(Beginning of RECORDS SHOWN)

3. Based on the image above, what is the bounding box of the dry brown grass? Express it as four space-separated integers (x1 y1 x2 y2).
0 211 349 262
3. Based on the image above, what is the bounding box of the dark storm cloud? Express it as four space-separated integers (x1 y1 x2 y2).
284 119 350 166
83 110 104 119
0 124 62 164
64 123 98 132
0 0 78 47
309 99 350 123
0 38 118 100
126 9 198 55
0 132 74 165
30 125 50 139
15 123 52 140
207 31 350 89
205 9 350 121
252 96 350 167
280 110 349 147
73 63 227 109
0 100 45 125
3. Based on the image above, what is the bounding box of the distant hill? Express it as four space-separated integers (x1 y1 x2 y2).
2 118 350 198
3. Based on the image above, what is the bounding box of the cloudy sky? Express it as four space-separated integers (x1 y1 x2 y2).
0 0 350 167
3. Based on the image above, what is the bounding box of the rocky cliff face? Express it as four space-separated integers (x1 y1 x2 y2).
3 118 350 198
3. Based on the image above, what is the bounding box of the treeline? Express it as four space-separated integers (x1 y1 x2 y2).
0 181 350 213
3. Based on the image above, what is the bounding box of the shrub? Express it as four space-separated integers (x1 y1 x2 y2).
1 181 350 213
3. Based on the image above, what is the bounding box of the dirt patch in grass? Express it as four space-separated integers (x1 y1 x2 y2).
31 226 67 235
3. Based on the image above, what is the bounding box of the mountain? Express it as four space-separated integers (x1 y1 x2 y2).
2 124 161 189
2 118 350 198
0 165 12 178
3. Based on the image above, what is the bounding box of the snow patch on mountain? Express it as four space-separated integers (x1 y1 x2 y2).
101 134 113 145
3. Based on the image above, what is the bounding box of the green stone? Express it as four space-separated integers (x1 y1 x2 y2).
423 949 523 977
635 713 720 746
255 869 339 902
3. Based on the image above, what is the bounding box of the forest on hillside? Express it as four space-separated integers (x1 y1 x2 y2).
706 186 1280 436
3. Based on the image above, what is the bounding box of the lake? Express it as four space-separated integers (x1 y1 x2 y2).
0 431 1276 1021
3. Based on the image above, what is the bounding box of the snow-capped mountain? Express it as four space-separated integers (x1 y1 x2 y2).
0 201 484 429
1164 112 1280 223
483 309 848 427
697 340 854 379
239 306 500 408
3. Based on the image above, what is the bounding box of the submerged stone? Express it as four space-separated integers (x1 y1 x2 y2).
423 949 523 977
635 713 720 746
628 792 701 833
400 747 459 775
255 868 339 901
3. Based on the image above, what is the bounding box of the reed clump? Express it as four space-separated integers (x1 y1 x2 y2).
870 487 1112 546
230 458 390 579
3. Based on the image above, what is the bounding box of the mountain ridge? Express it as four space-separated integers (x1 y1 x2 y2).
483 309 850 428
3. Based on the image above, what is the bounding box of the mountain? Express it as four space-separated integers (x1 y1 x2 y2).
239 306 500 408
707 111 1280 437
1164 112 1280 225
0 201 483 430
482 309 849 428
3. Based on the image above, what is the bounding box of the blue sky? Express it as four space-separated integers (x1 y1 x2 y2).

(End of RECORDS SHOWN)

- TASK OBJECTIVE:
Output the whole listing again, keeping every line identical.

- ANSWER SPACE:
3. Based on the image above, what is the bounding box of the dry brown grass? Express it as four space-separated integers (x1 y1 x2 y2).
0 211 349 262
3. Based on the image above, what is the bounding box of the dark storm cloud? Express it as four space-separated integers (x1 y1 x2 y2).
284 119 350 166
83 110 104 119
0 124 62 164
64 123 98 132
0 0 78 47
309 99 350 123
0 38 118 100
126 9 198 55
0 132 74 165
30 125 50 139
15 123 52 140
207 31 350 89
205 9 350 121
252 96 350 167
280 110 349 147
73 63 227 109
0 100 45 125
3. Based on the image above, what is the bounding box of the distant hill? Express it as four space-separated integers (x1 y1 x2 y2).
2 118 350 198
3. Based on the image above, what is the bounding box of the cloudy sky? Express it as four space-separated integers (x1 y1 x2 y2).
0 0 350 167
3. Based on the image above, what is the bounding box of the rocky cliff face? Express it as four space-separated integers (x1 y1 x2 y2).
3 118 350 198
3. Based on the image above, what is the bounding box of the treeline? Express it as four space-separated integers (x1 y1 x2 y2).
0 181 350 213
3. Based on the image above, what is the bounding box of the shrub? Express it as four space-separated integers (x1 y1 x2 y2).
1 181 350 213
3. Based on the image above, what is the bounding box of the dirt patch in grass? Express it as four space-separated integers (x1 y1 x2 y2).
31 226 67 235
3. Based on the image above, what is the bounding box of the mountain? Express it as four space-separated integers (x1 y1 x2 y2).
2 124 161 189
2 118 350 198
0 165 12 178
3. Based on the image above, what is the bounding box of the snow patch on mountain? Express it as four space-separated integers (x1 y1 x2 y2).
101 134 113 145
3. Based on the image above, what is the bounding box of the green stone? Express it as four space-separated integers (x1 y1 x2 y2).
423 949 523 977
635 713 720 746
255 869 339 902
3. Based on the image above, what is the bounding box of the forest on hillside? Express it as four space-separated integers (x1 y1 x2 y2).
706 186 1280 436
3. Based on the image above, what is the bounding box of the lake? Express it as four space-separated integers (x1 y1 x2 y2).
0 431 1276 1021
3. Based on the image above, what is the bounding box of the snow-capped mountain? Express it as four space-separated integers (x1 y1 x2 y2).
0 201 484 429
1164 112 1280 223
483 309 848 427
697 340 854 379
239 306 500 408
3. Based on the image above, what is the bounding box of the submerged stone? Express it as four space-separated integers (x1 y1 x2 y2).
423 949 523 977
635 713 720 746
628 792 701 833
400 747 459 775
255 868 339 901
3. Based on the image above, what is the bounding box of the reed clump? Express it as four space-separated integers (x1 y1 x2 y2).
870 487 1112 546
230 458 390 579
3. Based on the image above, what is the bounding box of the mountain ridge? Express it as four space-separated integers (x1 y1 x2 y2).
483 309 850 428
3. Based on the image above, what is the bounding box of the mountain? Express it as four space-separated integers (x1 y1 x2 y2).
239 306 500 408
707 111 1280 437
1164 112 1280 225
0 201 483 430
482 309 849 428
3. Based on the image above, what is the bounding box of the blue sky? Express it as four space-separated integers (x1 y1 x2 y2).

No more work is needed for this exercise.